→ WHAT THE TASK REQUIRES:
Omit all pictures, then print the entries exactly.

→ GIVEN RECORDS:
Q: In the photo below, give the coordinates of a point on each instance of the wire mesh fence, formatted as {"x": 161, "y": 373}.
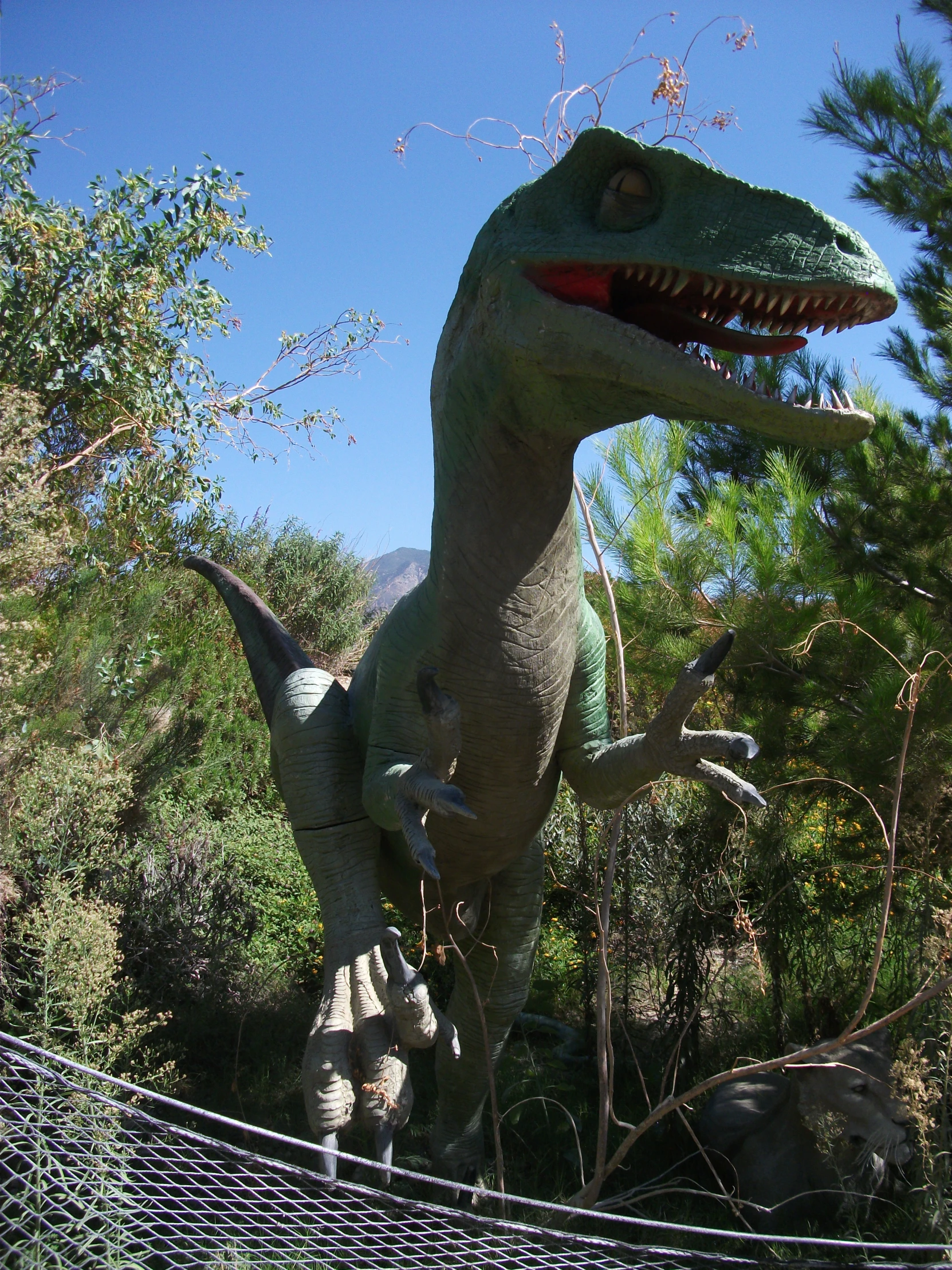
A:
{"x": 89, "y": 1181}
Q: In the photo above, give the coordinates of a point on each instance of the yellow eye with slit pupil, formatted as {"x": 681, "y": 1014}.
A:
{"x": 629, "y": 201}
{"x": 631, "y": 182}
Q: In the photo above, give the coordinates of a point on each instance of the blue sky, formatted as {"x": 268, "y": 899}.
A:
{"x": 308, "y": 98}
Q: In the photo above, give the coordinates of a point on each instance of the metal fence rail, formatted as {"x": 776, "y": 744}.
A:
{"x": 88, "y": 1181}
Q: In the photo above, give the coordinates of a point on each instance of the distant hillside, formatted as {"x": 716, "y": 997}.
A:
{"x": 396, "y": 573}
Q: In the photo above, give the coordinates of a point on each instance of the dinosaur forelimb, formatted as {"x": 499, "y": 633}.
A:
{"x": 424, "y": 786}
{"x": 606, "y": 775}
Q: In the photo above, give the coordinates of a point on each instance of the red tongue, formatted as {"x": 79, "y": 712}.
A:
{"x": 679, "y": 327}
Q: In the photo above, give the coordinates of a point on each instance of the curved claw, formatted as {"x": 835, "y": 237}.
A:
{"x": 394, "y": 961}
{"x": 711, "y": 658}
{"x": 415, "y": 835}
{"x": 743, "y": 748}
{"x": 436, "y": 795}
{"x": 738, "y": 790}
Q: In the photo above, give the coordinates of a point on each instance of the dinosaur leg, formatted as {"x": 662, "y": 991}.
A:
{"x": 373, "y": 1008}
{"x": 501, "y": 962}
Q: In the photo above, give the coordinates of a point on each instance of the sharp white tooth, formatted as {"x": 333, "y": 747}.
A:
{"x": 683, "y": 280}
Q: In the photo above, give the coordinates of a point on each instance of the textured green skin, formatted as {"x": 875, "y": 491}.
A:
{"x": 520, "y": 380}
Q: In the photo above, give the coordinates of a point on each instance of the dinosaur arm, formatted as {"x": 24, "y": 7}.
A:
{"x": 601, "y": 771}
{"x": 604, "y": 773}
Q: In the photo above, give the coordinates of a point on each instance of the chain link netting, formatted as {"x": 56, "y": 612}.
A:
{"x": 89, "y": 1181}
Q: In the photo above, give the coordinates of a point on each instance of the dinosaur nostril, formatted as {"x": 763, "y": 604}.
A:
{"x": 847, "y": 245}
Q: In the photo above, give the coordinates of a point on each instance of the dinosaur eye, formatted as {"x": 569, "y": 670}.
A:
{"x": 632, "y": 182}
{"x": 629, "y": 200}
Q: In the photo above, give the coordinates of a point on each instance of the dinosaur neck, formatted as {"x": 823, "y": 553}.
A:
{"x": 504, "y": 528}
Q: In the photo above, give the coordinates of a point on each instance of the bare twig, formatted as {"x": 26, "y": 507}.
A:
{"x": 490, "y": 1073}
{"x": 571, "y": 111}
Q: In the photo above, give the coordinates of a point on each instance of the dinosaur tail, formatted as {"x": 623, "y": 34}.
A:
{"x": 272, "y": 653}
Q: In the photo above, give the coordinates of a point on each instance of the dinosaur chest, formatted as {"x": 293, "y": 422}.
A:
{"x": 509, "y": 652}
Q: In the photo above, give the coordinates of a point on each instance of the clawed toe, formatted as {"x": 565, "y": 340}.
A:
{"x": 743, "y": 748}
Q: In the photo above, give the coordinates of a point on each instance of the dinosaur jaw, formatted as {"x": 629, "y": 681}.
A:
{"x": 685, "y": 308}
{"x": 677, "y": 310}
{"x": 604, "y": 371}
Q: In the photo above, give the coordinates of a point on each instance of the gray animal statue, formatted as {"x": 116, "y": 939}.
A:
{"x": 585, "y": 301}
{"x": 757, "y": 1132}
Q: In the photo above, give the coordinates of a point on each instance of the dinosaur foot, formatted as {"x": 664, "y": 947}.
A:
{"x": 424, "y": 788}
{"x": 375, "y": 1009}
{"x": 674, "y": 748}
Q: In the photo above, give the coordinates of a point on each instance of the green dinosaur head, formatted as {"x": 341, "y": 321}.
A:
{"x": 609, "y": 279}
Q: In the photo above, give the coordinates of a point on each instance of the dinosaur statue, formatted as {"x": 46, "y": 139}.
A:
{"x": 760, "y": 1136}
{"x": 432, "y": 775}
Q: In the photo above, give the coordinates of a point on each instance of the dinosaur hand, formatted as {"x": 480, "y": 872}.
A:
{"x": 424, "y": 788}
{"x": 674, "y": 748}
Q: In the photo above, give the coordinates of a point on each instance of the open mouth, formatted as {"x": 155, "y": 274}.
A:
{"x": 682, "y": 307}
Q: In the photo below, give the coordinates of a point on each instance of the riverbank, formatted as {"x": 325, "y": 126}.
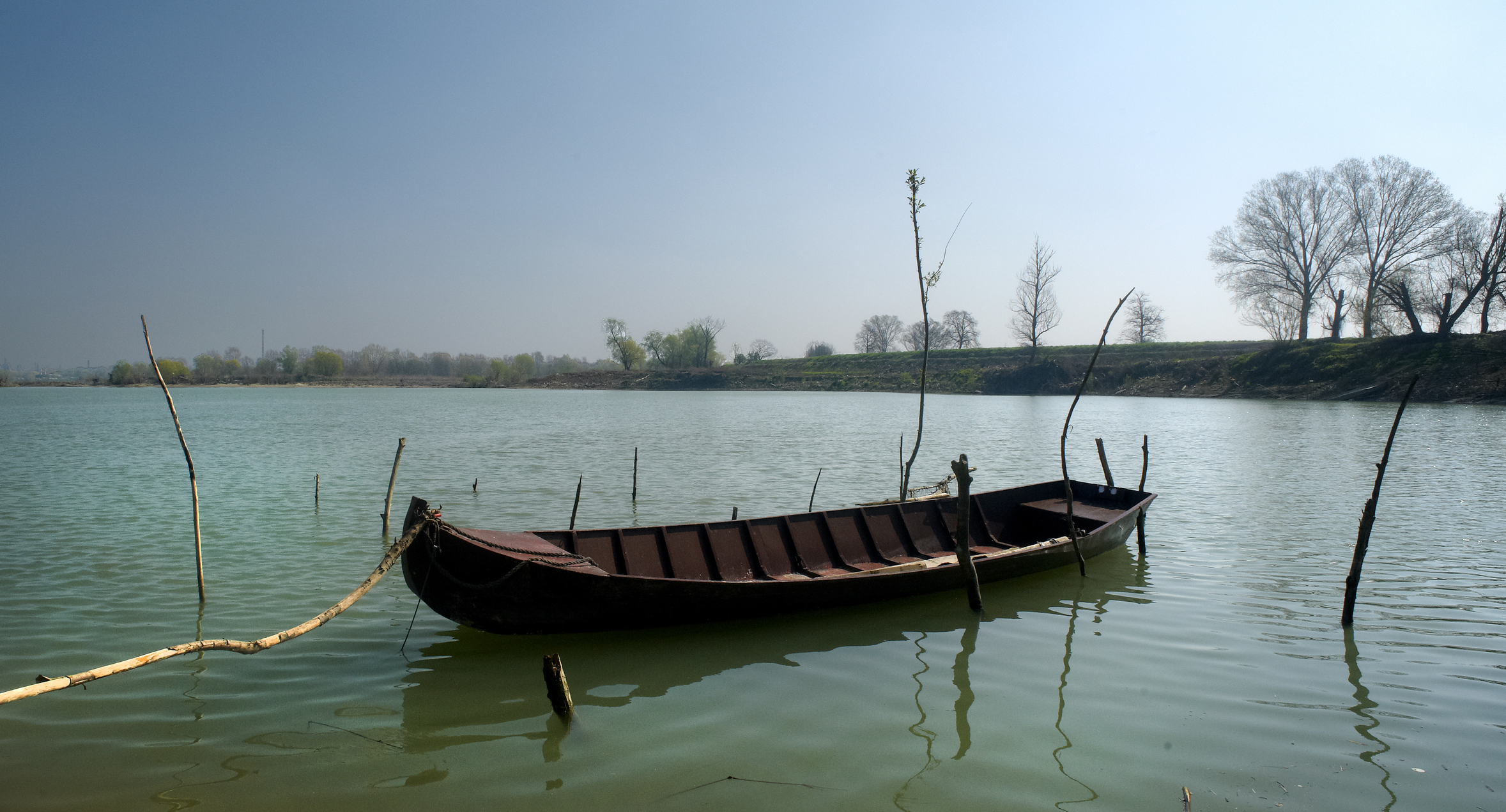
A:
{"x": 1456, "y": 369}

→ ANSWER TO THE PROBLEM:
Q: In the photo below, give the coordinates of a point on each instance of the wire mesh fence, formatted as {"x": 161, "y": 373}.
A:
{"x": 89, "y": 1181}
Q: In the photo above, give the coordinates of a point on each instance of the yellow eye with slit pupil, formatted as {"x": 681, "y": 1014}.
A:
{"x": 629, "y": 201}
{"x": 631, "y": 182}
Q: In the photo above, give the coordinates of a point on each instance of the blue sky, formatted as {"x": 268, "y": 899}.
A:
{"x": 308, "y": 98}
Q: In the photo above, give the coordinates of a point on each instance of the metal fence rail, formatted as {"x": 776, "y": 744}.
A:
{"x": 88, "y": 1181}
Q: In the photo above, give the coordinates of a point on each instance of the distant hillside, formatted as {"x": 716, "y": 997}.
A:
{"x": 396, "y": 573}
Q: In the photo above, give the coordinates of a point on each instance of the dinosaur forelimb, formatted as {"x": 499, "y": 633}.
A:
{"x": 424, "y": 786}
{"x": 606, "y": 775}
Q: In the photo above, give the coordinates of a point on each instance of the red tongue, formatted as {"x": 79, "y": 712}.
A:
{"x": 679, "y": 327}
Q: In the photo above, give the coordinates of a point on each instance of the curved claw, formatted as {"x": 835, "y": 237}.
A:
{"x": 394, "y": 961}
{"x": 711, "y": 658}
{"x": 415, "y": 835}
{"x": 743, "y": 748}
{"x": 436, "y": 795}
{"x": 738, "y": 790}
Q: In the photo above, give the coordinates of a point on each instance of the dinosaur leg, formatted as {"x": 662, "y": 991}.
A:
{"x": 373, "y": 1008}
{"x": 501, "y": 962}
Q: In the photo above, give the coordinates of a point on each instance of the sharp white tooth, formatted as {"x": 333, "y": 747}.
A:
{"x": 683, "y": 280}
Q: In the photo above, give the coordinates of a point on each instance of the textured green skin, formatted as {"x": 875, "y": 491}.
A:
{"x": 520, "y": 380}
Q: In the photo above, give the coordinates of a point on each instance of the dinosaur arm, formatted as {"x": 24, "y": 7}.
A:
{"x": 601, "y": 771}
{"x": 604, "y": 773}
Q: In the photo above, give the coordinates of a point on each instance of the chain link netting, formatted as {"x": 56, "y": 612}.
A:
{"x": 89, "y": 1181}
Q: In the photo above, give the coordinates of a point on each instance of the dinosaur nostril, formatted as {"x": 763, "y": 604}.
A:
{"x": 847, "y": 245}
Q: In the photo above, give the coordinates of a point on each instance of the dinosaur eye, formatted as {"x": 569, "y": 670}.
A:
{"x": 632, "y": 182}
{"x": 629, "y": 200}
Q: In the photo above, give the coordinates of a point on each instance of the dinosaur neck, formatted as {"x": 823, "y": 553}.
A:
{"x": 504, "y": 528}
Q: In the photo above, give the coordinates of a point on each instance of the bare twig, formatted as {"x": 26, "y": 507}.
A:
{"x": 490, "y": 1073}
{"x": 571, "y": 111}
Q: In the photo above, give the coordinates of a point on each instance of the dinosaur tail, formatted as {"x": 623, "y": 34}.
A:
{"x": 272, "y": 653}
Q: In the photo above, give the coordinates of a point on each instance of the dinosaur chest, formatted as {"x": 293, "y": 422}.
A:
{"x": 509, "y": 652}
Q: In the photo above, give the coordinates of a point on each instance of the clawed toe, formatted as {"x": 565, "y": 340}.
A:
{"x": 743, "y": 748}
Q: In the photo above, give the coordinates of a point on each instance of the dinosaur jaw, formatted as {"x": 629, "y": 681}.
A:
{"x": 685, "y": 308}
{"x": 677, "y": 310}
{"x": 604, "y": 371}
Q: In the photo above, give the coordinates of a point on each instance of the gray animal statue, formatted as {"x": 116, "y": 939}.
A:
{"x": 585, "y": 301}
{"x": 757, "y": 1132}
Q: In the photo above, give the coordinates of a point on each instance of the dinosaur foot, formatted as {"x": 664, "y": 947}.
A:
{"x": 424, "y": 788}
{"x": 375, "y": 1009}
{"x": 674, "y": 748}
Q: In the photo above, give the coordinates of a point on each instance of the green dinosaur head, formatted as {"x": 341, "y": 321}.
A:
{"x": 609, "y": 279}
Q: In the photo above, give the coordinates of a point on each instance of the dinosaur statue, formatted as {"x": 46, "y": 139}.
A:
{"x": 760, "y": 1136}
{"x": 432, "y": 775}
Q: In the photo above, give the coordinates of a point on each instance of the dinosaur hand, formatted as {"x": 480, "y": 872}.
A:
{"x": 424, "y": 788}
{"x": 674, "y": 748}
Q: In the photo above, give the coordinates of a point on each instance of the open mouth, formatted as {"x": 155, "y": 274}.
A:
{"x": 682, "y": 307}
Q: In the photo below, give the coordinates of a point on each instance of the riverbank, formatted as {"x": 325, "y": 126}.
A:
{"x": 1456, "y": 369}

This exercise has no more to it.